• **GIVEN PROBLEM**: Transcribe, word for word, the line containing "In the picture above, where can the metal" and each line following it through the end of the listing below. Omit all other lines.

• **PROVIDED RECORDS**:
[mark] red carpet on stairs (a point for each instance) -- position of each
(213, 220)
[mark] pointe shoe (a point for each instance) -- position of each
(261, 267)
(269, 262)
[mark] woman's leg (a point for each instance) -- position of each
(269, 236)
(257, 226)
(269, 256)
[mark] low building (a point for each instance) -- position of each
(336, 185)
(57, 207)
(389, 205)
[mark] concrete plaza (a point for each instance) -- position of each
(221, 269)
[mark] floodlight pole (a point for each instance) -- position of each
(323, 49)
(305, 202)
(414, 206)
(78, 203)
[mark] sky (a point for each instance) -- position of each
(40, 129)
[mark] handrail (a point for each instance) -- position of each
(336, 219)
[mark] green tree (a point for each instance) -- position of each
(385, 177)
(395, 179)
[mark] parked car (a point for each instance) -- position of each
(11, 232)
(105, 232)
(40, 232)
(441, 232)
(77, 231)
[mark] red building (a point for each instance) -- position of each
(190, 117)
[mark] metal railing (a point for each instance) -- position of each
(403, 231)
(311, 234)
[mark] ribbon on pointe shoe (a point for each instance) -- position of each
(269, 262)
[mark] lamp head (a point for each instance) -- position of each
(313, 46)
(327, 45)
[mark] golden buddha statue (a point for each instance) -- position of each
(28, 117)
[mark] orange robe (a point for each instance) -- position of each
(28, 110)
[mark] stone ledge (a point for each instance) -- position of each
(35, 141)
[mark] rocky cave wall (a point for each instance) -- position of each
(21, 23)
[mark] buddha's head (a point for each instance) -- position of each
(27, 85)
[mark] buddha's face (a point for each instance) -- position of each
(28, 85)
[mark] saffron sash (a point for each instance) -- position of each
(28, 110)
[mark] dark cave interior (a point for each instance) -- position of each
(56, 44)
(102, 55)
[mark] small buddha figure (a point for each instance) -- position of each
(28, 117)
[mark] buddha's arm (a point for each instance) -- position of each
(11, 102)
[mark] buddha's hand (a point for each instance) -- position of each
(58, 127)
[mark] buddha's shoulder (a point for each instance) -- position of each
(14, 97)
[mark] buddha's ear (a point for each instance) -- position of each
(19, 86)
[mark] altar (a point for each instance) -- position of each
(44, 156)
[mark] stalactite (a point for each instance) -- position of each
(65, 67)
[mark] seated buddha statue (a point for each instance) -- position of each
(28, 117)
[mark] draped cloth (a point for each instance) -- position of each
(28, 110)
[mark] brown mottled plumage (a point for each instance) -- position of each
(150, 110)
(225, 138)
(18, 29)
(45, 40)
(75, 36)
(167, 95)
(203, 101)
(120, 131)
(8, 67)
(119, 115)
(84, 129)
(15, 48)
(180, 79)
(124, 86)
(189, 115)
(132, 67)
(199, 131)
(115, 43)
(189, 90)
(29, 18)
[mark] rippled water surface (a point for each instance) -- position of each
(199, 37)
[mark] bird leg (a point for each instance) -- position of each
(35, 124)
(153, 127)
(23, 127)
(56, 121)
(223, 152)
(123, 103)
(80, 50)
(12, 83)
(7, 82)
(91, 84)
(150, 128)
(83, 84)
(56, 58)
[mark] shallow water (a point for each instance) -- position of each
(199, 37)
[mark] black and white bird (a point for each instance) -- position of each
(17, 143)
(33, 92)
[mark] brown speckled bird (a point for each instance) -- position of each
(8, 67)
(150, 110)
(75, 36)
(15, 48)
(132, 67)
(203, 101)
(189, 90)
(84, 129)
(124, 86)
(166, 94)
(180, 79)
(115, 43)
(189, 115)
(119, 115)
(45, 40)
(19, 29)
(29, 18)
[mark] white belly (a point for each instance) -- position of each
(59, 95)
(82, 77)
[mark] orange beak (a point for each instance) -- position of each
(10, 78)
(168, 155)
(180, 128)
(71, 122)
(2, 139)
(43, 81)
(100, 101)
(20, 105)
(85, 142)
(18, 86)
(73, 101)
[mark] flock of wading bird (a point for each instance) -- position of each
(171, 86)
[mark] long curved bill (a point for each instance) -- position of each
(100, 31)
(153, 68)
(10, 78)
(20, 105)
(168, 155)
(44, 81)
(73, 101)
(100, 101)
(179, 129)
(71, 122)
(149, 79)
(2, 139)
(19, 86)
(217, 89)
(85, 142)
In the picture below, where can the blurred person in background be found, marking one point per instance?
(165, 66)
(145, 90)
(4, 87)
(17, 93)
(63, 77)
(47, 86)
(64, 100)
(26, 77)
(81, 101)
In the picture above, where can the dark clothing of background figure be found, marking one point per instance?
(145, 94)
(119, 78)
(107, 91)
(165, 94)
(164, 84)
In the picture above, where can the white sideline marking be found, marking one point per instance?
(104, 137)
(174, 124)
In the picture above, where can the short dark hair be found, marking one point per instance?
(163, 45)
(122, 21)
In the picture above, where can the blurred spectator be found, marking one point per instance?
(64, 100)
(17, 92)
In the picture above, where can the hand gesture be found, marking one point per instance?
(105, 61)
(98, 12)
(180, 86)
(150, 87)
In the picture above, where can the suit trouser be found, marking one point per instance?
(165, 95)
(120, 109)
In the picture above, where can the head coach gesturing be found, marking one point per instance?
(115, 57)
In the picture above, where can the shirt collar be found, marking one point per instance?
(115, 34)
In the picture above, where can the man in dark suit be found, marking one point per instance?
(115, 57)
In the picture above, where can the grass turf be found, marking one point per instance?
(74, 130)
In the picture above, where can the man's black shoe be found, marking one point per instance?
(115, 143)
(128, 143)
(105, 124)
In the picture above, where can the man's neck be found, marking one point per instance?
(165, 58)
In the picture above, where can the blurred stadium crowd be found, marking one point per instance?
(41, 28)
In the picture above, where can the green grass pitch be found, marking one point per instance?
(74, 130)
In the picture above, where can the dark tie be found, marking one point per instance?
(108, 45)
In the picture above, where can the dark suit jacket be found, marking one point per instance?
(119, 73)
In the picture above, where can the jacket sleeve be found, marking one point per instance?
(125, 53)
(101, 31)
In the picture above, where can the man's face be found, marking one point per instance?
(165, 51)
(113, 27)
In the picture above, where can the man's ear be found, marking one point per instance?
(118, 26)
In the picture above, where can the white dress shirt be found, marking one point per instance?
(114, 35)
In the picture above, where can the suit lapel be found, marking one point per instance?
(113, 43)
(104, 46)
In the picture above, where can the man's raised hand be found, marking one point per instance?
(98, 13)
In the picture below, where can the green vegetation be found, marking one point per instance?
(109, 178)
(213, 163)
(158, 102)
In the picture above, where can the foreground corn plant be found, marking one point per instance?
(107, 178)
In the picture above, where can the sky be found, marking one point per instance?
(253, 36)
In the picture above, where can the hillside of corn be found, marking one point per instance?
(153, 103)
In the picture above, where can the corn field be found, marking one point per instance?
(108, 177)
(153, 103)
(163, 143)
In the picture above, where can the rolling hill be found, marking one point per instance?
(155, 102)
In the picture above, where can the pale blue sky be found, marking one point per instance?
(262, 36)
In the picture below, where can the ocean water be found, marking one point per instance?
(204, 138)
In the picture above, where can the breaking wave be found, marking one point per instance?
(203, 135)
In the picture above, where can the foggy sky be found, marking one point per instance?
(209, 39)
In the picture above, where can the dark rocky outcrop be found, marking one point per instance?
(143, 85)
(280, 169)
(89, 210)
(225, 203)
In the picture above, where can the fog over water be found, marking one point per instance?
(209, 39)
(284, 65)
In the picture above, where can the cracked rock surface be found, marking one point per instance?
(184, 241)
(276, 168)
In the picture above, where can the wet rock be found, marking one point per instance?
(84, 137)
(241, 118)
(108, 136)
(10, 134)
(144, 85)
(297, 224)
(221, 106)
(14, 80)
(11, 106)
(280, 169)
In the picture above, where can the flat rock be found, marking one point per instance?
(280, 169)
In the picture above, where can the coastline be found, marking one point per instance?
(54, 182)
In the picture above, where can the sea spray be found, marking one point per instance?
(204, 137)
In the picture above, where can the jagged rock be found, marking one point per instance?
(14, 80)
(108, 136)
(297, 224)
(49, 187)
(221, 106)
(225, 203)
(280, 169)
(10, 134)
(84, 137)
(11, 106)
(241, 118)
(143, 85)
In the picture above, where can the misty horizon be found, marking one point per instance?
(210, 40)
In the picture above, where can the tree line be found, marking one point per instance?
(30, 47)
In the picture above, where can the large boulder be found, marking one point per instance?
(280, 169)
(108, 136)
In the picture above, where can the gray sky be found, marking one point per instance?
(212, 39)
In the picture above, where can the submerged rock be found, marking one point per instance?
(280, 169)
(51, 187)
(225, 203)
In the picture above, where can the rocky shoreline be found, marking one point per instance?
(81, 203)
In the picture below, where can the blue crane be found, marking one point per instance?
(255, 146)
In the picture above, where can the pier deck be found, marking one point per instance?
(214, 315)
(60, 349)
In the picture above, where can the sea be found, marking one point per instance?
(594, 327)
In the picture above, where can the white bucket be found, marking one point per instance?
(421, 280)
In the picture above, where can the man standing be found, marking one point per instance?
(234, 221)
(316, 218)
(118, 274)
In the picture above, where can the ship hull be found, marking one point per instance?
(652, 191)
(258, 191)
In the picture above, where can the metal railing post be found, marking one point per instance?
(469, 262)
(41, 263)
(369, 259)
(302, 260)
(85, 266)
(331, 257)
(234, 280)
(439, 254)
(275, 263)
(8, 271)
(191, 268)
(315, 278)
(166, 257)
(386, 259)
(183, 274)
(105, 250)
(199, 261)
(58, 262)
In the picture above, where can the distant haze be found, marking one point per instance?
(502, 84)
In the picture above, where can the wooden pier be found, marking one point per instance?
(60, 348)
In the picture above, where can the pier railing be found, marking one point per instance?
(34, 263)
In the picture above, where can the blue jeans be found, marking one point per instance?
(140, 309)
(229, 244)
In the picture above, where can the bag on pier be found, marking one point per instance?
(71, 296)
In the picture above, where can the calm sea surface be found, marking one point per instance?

• **THE COMPLETED TASK**:
In the picture above, where can the metal railing post be found, marking one point per instance?
(469, 262)
(41, 263)
(369, 259)
(302, 260)
(85, 266)
(331, 257)
(234, 280)
(439, 254)
(275, 263)
(8, 271)
(191, 268)
(315, 278)
(166, 257)
(386, 259)
(183, 274)
(105, 250)
(199, 261)
(58, 262)
In the picture above, where can the distant haze be found, marking one point per instance?
(502, 84)
In the picture above, where can the wooden pier be found, marking one point per instance?
(60, 348)
In the picture above, where can the pier railing be found, marking one point per instance?
(34, 263)
In the picture above, where can the blue jeans be found, marking one point per instance?
(140, 309)
(229, 244)
In the picture above, where can the bag on pier be found, marking one point per instance?
(71, 296)
In the picture above, where can the calm sea surface be found, marking one point per instance?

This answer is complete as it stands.